# Source passage
- Opening Delimiter -
Hacker News new | ask | show | jobs
by Aurornis 20 days ago
We're in the messy transition period where our old indicators of a promising GitHub project are too easily replicated by someone letting Claude Code run for a few days.

A year ago it would have taken someone months of nights and weekends effort to get this much code up and running. That person would have developed a good intuition for the architecture and where it should go.

Now Codex or Claude can bang it out in a couple days. You can try to have it do spec documents, code reviews, and cleanup passes but with today's tools these projects reach a point where it's just a swirling mess of pieces duct taped together in a way that passes tests. In my experiments, you quickly reach a point where the usable context depth (which is less than the 1M limits) keeps overflowing before you can get usable refactors in, and you're just going in circles. I know it's theoretically possible to avoid these problems, but in practice you get spaghetti projects like this.

1 comments

I don’t know, GPT-5.5 has been very effective for me. It’s not perfect but the quality of refactoring it can do is awesome.

Previous models both GPT and Claude would struggle with the larger picture more. Pretty quickly they’d do one off hacks. Eventually they’d code themselves into a wall if you weren’t careful.

Haven’t hit that wall with GPT-5.5 yet. New changes or improvements on a GUI library I’m building seem to be constant in time per feature.

Though I’m talking only 10k’s of LOC. Also I’m using Nim which is both strongly typed and concise.

> Haven’t hit that wall with GPT-5.5

I’m seeing a similar improvement with Opus 4.8, which is acting like an engineer that cares about correctness. The harder the problem the better it seems to do.

I think a golden age of software is just starting for indie software. It’s just going to take a while to see the first really good results.

This is what people say after every new model is released though.
You have to drink the koolaid if you want to keep tokenmaxxing
Who cares about tokens?

I'm wanting to build pieces of software that I've been wanting and often working on for years. These new models are making it possible for me to scale my work to build it.
- Closing Delimiter -
# The data
- Opening Delimiter -
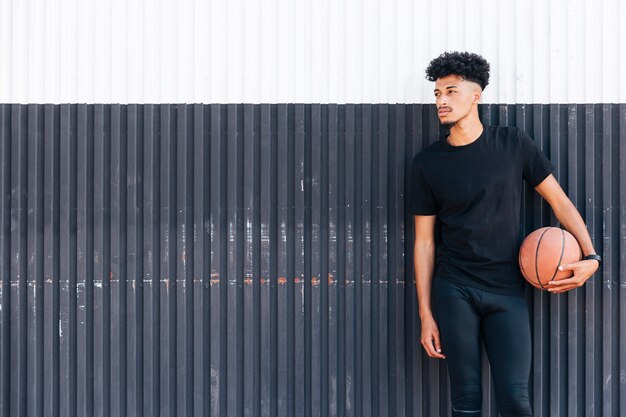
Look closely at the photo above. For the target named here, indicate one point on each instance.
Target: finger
(437, 345)
(567, 287)
(562, 282)
(430, 349)
(562, 289)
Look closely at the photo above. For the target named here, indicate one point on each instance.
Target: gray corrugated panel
(244, 260)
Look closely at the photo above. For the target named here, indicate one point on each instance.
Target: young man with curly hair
(471, 183)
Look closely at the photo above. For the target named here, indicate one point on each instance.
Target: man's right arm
(424, 261)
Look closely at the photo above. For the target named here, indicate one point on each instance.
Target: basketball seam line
(561, 257)
(536, 258)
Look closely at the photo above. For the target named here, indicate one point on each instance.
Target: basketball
(543, 251)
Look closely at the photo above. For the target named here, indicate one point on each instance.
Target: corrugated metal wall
(248, 260)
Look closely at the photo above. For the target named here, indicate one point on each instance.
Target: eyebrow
(450, 86)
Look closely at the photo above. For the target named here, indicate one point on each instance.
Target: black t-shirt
(475, 190)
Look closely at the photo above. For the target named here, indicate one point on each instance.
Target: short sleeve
(422, 199)
(536, 166)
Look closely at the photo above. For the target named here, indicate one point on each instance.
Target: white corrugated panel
(322, 51)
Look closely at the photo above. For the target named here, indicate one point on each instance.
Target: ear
(476, 95)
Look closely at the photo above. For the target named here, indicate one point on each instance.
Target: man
(471, 181)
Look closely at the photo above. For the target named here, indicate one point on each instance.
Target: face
(454, 98)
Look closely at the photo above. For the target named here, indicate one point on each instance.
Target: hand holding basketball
(550, 259)
(582, 271)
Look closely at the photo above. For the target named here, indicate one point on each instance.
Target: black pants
(464, 316)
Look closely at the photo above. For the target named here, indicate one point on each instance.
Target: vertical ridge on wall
(243, 260)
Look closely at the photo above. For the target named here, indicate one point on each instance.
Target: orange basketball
(543, 251)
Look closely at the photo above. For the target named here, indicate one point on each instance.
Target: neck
(466, 130)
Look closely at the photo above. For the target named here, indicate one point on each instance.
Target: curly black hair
(470, 66)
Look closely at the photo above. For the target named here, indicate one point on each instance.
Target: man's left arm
(570, 218)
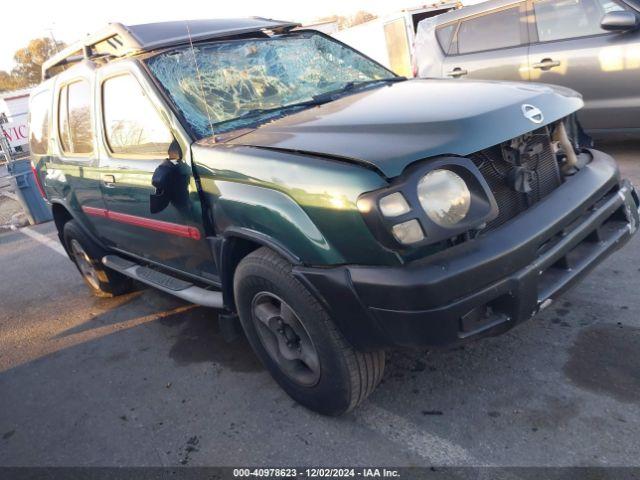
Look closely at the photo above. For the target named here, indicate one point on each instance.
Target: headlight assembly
(444, 196)
(430, 202)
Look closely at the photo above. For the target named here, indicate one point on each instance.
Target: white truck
(389, 39)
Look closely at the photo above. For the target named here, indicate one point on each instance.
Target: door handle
(546, 64)
(457, 72)
(109, 181)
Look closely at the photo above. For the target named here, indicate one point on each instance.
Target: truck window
(558, 20)
(444, 35)
(39, 111)
(74, 118)
(132, 125)
(491, 31)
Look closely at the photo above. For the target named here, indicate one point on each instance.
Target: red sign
(17, 133)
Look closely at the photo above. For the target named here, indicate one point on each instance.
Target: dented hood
(394, 125)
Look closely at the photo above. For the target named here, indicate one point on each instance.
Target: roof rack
(119, 40)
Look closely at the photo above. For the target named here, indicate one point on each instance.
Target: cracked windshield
(223, 86)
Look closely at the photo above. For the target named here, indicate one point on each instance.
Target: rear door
(571, 49)
(135, 135)
(72, 170)
(491, 45)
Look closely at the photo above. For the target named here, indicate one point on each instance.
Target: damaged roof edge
(145, 37)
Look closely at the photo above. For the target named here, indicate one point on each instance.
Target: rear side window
(131, 123)
(74, 118)
(39, 113)
(444, 35)
(562, 19)
(490, 31)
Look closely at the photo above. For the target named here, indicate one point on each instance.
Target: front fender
(306, 204)
(273, 215)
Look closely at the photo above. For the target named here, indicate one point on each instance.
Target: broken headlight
(431, 201)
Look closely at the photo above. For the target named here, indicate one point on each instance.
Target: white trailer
(14, 116)
(389, 39)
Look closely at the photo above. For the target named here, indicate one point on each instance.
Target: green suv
(334, 208)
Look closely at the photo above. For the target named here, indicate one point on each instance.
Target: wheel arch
(62, 214)
(234, 245)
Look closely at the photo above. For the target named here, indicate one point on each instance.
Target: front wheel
(297, 341)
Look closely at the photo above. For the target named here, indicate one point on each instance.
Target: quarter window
(74, 118)
(39, 110)
(491, 31)
(132, 125)
(562, 19)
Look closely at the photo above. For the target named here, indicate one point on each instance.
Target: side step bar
(184, 290)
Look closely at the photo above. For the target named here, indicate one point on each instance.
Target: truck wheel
(87, 257)
(296, 339)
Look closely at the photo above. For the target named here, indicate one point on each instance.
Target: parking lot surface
(145, 379)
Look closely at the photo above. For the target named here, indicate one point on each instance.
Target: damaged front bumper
(490, 284)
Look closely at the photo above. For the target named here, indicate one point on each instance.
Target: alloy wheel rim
(85, 264)
(285, 338)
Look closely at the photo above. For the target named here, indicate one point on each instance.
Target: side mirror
(620, 21)
(171, 182)
(174, 153)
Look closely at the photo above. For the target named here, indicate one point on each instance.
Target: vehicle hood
(393, 126)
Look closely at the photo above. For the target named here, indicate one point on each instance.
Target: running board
(181, 289)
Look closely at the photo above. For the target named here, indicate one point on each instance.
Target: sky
(70, 20)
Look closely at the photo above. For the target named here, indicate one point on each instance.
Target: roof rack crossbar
(124, 41)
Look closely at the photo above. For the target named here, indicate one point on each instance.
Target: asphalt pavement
(145, 379)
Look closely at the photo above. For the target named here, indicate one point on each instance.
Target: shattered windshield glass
(225, 85)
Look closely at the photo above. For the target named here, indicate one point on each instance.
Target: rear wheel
(297, 341)
(87, 256)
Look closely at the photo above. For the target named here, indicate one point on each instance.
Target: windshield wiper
(256, 112)
(350, 86)
(315, 100)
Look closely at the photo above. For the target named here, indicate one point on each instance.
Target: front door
(573, 51)
(136, 141)
(491, 45)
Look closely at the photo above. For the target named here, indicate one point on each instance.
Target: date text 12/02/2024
(316, 472)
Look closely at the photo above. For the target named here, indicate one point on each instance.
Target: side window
(131, 123)
(491, 31)
(444, 35)
(562, 19)
(39, 111)
(74, 118)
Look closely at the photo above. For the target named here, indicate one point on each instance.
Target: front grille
(529, 155)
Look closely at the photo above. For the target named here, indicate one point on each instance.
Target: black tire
(345, 376)
(102, 281)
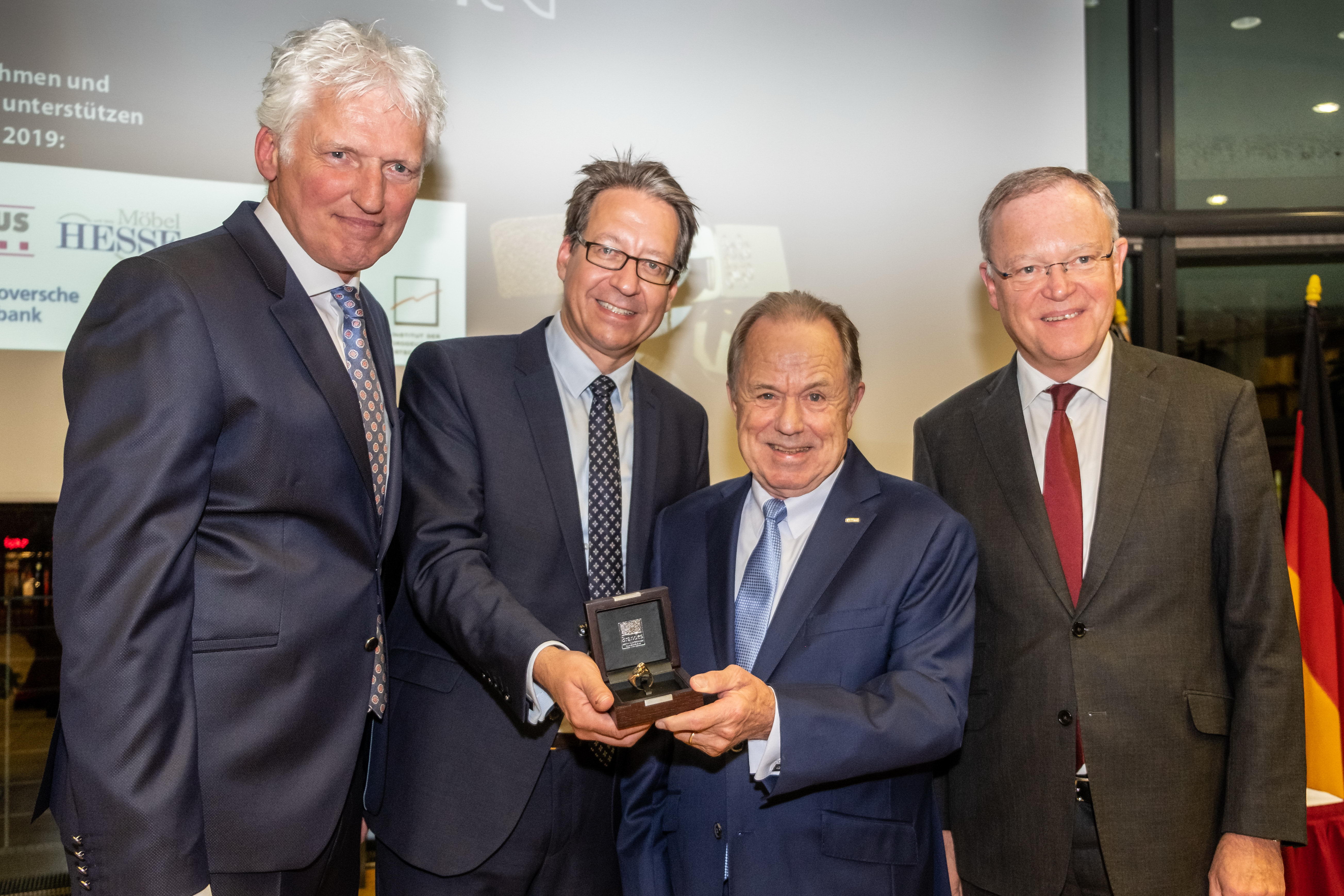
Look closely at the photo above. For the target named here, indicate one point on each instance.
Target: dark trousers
(562, 845)
(335, 871)
(1086, 870)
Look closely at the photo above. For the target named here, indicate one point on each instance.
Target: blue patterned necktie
(363, 375)
(607, 570)
(752, 615)
(752, 612)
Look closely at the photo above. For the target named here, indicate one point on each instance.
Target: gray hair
(350, 60)
(646, 175)
(800, 307)
(1033, 180)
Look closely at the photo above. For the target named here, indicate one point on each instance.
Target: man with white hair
(230, 490)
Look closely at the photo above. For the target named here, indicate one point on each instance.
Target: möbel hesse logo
(134, 233)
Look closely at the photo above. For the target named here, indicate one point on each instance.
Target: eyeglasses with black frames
(1031, 275)
(646, 269)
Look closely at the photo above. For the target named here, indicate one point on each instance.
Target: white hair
(351, 61)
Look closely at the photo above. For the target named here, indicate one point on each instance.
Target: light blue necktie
(752, 615)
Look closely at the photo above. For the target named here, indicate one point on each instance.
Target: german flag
(1315, 562)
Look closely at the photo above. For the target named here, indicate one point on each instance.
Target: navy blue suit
(869, 655)
(217, 570)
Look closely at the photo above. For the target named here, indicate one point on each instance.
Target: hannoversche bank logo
(132, 233)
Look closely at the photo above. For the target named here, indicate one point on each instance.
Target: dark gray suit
(1186, 668)
(217, 573)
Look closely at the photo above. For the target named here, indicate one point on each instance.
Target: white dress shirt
(318, 283)
(802, 515)
(574, 375)
(1088, 418)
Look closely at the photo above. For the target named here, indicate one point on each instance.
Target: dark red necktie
(1064, 490)
(1064, 494)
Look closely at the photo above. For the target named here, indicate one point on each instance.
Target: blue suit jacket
(869, 655)
(217, 569)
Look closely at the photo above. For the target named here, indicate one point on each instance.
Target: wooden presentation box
(638, 628)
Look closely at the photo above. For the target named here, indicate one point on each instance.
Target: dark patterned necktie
(607, 569)
(363, 375)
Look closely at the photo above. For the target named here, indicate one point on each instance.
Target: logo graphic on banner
(416, 301)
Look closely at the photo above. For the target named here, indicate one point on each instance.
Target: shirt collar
(1094, 378)
(803, 511)
(315, 279)
(577, 370)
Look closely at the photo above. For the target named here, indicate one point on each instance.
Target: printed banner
(64, 229)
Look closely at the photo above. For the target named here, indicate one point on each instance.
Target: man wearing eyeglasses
(535, 467)
(1136, 702)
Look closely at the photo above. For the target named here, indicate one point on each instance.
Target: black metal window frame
(1155, 226)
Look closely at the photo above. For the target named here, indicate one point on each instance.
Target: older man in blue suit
(830, 608)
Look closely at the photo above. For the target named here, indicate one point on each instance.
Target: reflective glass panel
(1248, 320)
(1248, 80)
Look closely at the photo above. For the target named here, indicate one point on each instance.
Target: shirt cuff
(538, 702)
(764, 756)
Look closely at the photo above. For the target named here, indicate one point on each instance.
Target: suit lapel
(546, 420)
(643, 477)
(307, 334)
(1135, 416)
(722, 553)
(828, 547)
(1003, 434)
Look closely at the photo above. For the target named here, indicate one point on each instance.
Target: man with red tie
(1136, 703)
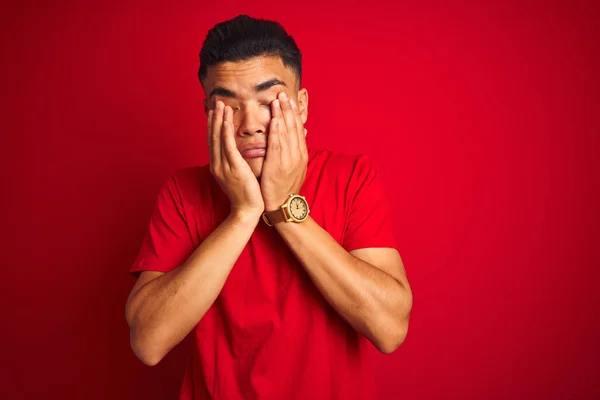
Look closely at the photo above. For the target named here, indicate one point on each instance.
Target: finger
(273, 144)
(234, 158)
(301, 131)
(215, 134)
(278, 124)
(289, 135)
(223, 154)
(209, 131)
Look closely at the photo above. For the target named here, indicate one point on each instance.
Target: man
(280, 259)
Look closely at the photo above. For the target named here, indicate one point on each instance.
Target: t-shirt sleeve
(369, 219)
(167, 243)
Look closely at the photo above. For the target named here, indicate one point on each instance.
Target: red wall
(483, 118)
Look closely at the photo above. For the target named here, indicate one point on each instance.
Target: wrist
(245, 217)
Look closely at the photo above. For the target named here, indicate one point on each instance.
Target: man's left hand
(285, 164)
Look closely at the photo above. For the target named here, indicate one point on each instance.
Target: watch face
(298, 208)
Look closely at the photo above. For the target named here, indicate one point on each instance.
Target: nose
(251, 122)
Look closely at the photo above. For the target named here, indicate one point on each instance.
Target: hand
(229, 167)
(285, 164)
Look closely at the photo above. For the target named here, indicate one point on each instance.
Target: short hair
(243, 38)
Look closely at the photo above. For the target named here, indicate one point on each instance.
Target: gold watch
(295, 209)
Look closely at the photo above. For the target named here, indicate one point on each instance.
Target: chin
(256, 165)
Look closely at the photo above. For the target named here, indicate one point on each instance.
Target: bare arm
(163, 308)
(367, 287)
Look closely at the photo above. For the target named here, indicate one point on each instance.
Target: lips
(253, 150)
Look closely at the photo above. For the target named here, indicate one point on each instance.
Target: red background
(482, 116)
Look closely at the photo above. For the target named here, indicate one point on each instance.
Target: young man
(279, 258)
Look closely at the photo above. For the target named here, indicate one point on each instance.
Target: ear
(303, 104)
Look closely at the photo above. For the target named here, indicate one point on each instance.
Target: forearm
(370, 300)
(163, 311)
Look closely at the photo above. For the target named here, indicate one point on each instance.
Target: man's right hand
(229, 167)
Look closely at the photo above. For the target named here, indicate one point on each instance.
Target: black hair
(242, 38)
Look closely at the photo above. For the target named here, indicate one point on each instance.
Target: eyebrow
(261, 87)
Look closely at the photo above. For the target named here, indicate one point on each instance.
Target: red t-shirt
(270, 334)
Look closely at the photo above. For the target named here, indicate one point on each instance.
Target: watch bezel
(288, 213)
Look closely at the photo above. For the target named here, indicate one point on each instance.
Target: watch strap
(275, 216)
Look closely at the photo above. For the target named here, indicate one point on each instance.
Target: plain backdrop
(481, 116)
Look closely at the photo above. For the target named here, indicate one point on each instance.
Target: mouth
(254, 152)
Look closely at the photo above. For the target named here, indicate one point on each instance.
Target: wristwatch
(295, 209)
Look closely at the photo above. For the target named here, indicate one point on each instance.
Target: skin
(250, 102)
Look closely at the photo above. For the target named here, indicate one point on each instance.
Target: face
(249, 87)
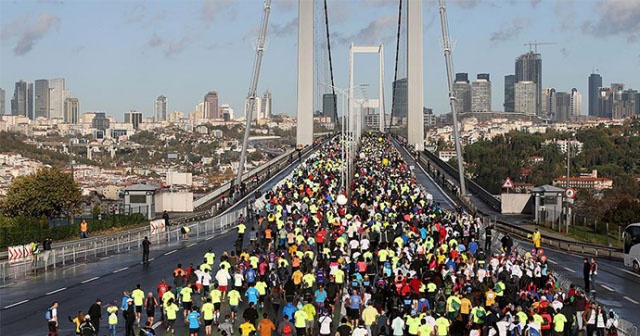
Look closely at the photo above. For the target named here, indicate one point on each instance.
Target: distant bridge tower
(415, 75)
(304, 133)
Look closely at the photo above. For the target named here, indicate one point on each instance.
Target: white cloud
(28, 33)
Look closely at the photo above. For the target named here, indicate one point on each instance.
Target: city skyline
(208, 46)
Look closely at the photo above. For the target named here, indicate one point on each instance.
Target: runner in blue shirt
(194, 321)
(252, 295)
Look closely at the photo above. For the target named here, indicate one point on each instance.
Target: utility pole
(452, 98)
(253, 88)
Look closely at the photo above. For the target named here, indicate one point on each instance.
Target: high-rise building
(211, 105)
(57, 94)
(2, 101)
(41, 99)
(134, 118)
(400, 103)
(481, 94)
(525, 97)
(605, 102)
(160, 109)
(71, 110)
(227, 112)
(265, 108)
(509, 93)
(561, 107)
(462, 92)
(19, 101)
(100, 121)
(595, 83)
(529, 68)
(548, 96)
(257, 107)
(329, 106)
(575, 107)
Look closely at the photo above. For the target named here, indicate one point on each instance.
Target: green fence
(23, 230)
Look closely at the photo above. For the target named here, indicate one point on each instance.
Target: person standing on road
(586, 274)
(593, 272)
(96, 314)
(53, 319)
(146, 244)
(84, 229)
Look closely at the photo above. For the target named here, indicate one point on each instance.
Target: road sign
(570, 193)
(508, 184)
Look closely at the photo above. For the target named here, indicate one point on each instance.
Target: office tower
(509, 93)
(561, 106)
(462, 92)
(481, 94)
(525, 98)
(71, 110)
(41, 98)
(400, 103)
(257, 107)
(56, 98)
(227, 112)
(605, 102)
(2, 101)
(134, 118)
(595, 82)
(160, 109)
(100, 121)
(529, 68)
(211, 105)
(329, 106)
(548, 96)
(575, 107)
(19, 100)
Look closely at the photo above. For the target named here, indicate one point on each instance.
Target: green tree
(48, 192)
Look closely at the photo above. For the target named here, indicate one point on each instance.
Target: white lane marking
(16, 304)
(632, 273)
(92, 279)
(607, 288)
(57, 291)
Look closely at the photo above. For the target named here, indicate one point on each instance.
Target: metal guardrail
(70, 252)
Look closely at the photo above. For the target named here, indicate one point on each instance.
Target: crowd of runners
(381, 259)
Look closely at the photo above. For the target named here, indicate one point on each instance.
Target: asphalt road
(23, 303)
(617, 286)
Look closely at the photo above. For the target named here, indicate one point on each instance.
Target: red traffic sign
(508, 184)
(570, 193)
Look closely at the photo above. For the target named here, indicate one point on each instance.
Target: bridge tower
(304, 133)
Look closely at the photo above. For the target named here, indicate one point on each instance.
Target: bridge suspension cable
(333, 90)
(253, 87)
(395, 72)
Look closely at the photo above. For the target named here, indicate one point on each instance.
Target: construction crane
(452, 98)
(253, 88)
(533, 46)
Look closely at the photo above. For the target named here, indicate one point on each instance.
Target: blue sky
(120, 55)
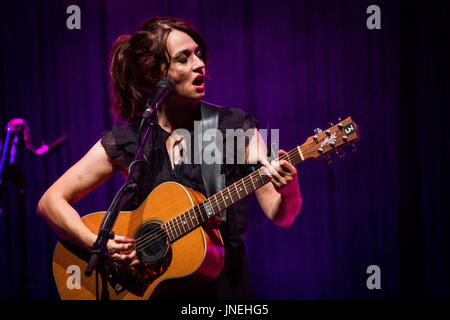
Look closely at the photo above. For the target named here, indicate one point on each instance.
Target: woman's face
(186, 67)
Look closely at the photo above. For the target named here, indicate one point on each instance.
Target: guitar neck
(194, 217)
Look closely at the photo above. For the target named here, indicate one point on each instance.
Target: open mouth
(199, 80)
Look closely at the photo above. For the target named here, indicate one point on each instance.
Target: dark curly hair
(139, 61)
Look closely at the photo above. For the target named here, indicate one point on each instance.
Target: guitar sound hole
(152, 243)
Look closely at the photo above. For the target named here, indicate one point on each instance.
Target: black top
(120, 146)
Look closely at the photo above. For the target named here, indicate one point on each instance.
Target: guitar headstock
(332, 139)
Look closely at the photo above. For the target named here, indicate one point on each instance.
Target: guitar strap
(212, 174)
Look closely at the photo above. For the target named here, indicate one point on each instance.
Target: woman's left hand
(282, 174)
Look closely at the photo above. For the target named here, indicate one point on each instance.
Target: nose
(199, 65)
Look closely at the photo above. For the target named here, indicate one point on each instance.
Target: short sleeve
(120, 144)
(235, 118)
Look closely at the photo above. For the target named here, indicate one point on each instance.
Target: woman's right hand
(121, 250)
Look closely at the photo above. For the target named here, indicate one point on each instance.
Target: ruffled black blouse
(120, 145)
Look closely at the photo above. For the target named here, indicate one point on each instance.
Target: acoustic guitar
(177, 240)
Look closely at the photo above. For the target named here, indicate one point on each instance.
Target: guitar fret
(289, 159)
(246, 192)
(231, 197)
(300, 153)
(196, 217)
(251, 179)
(177, 225)
(261, 177)
(223, 198)
(237, 191)
(189, 215)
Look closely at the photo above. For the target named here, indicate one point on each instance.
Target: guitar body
(197, 257)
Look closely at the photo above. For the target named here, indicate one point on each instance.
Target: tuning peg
(327, 158)
(340, 153)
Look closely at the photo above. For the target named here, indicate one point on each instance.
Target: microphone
(163, 89)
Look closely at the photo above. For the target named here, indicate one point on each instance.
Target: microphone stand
(98, 251)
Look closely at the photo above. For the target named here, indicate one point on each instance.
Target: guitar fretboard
(194, 217)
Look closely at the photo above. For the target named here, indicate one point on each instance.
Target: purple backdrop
(293, 64)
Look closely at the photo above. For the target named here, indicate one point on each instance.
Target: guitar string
(160, 233)
(149, 238)
(248, 183)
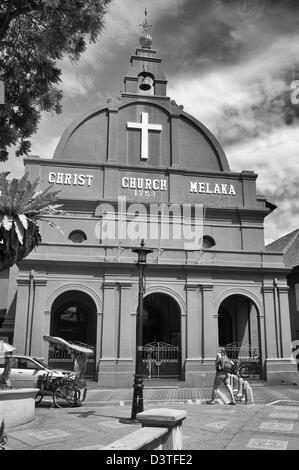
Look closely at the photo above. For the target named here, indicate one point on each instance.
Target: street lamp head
(142, 252)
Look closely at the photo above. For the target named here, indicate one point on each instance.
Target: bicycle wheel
(244, 372)
(78, 401)
(65, 395)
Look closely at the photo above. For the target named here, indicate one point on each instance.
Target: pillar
(210, 324)
(21, 319)
(194, 334)
(270, 322)
(116, 364)
(37, 321)
(280, 367)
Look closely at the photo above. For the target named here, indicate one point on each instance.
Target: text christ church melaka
(142, 148)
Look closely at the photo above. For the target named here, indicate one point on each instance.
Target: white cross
(145, 127)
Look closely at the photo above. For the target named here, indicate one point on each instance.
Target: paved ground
(271, 423)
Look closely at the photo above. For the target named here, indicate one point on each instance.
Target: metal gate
(161, 360)
(248, 358)
(61, 359)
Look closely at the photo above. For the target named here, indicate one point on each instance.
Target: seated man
(223, 368)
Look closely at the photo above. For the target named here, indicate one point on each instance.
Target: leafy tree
(21, 206)
(34, 34)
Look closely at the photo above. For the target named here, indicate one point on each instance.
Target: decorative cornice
(109, 284)
(206, 287)
(40, 281)
(191, 287)
(125, 284)
(283, 288)
(22, 282)
(267, 289)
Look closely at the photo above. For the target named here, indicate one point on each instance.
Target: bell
(146, 84)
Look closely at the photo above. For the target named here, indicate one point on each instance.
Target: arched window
(208, 242)
(77, 236)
- Closing Delimiter -
# Problems and tasks
[1] List every AI model or coding tool mentioned by name in the Hacker News thread.
[2] Rewrite the stretch of the Hacker News thread from "I'm wanting to" through "to build it.", substituting "tools" for "software".

# Answers to the exercises
[1] Claude Code, Codex, Claude, GPT-5.5, GPT, Opus 4.8

[2]
I'm wanting to build pieces of tools that I've been wanting and often working on for years. These new models are making it possible for me to scale my work to build it.